━━ Listed records
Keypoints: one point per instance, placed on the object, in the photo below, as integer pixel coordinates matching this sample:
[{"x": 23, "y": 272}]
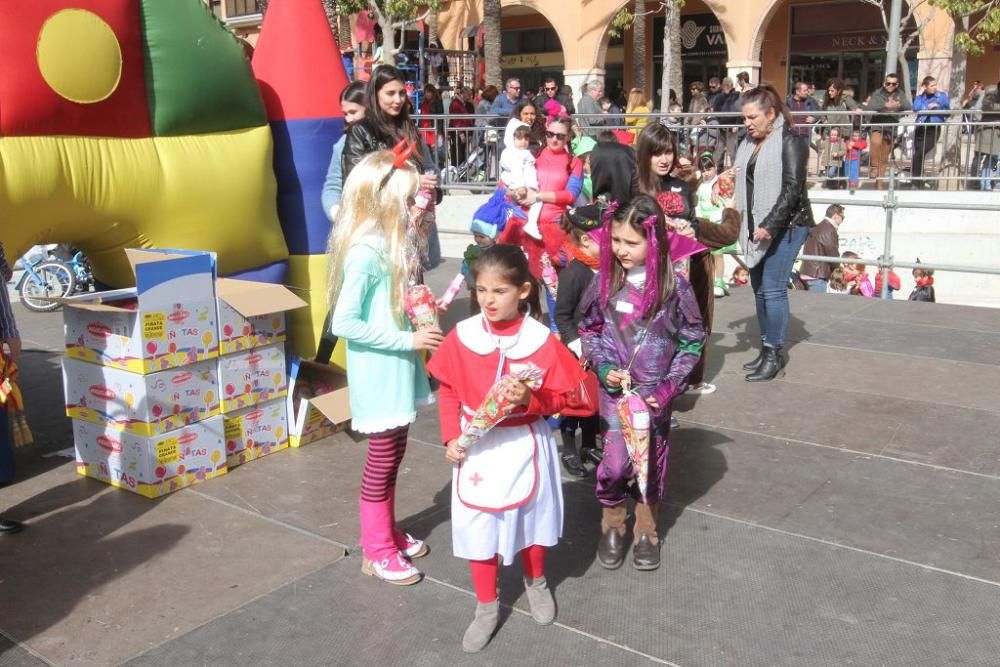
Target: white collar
[
  {"x": 474, "y": 336},
  {"x": 636, "y": 276}
]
━━━━
◆ **Work to complete**
Rewrite the lines of the items above as a Markdown table with the columns "Row" and "Line", numbering each row and omitting blank lines. Leave the pictures out of the table.

◆ **Task answer**
| Row | Line |
|---|---|
| 1 | Keypoints: one point per instance, placed on the object, in the photo below, as integer pixel coordinates matching this sample: |
| 2 | [{"x": 23, "y": 272}] |
| 3 | Target: white collar |
| 4 | [ |
| 5 |   {"x": 474, "y": 336}, |
| 6 |   {"x": 636, "y": 276} |
| 7 | ] |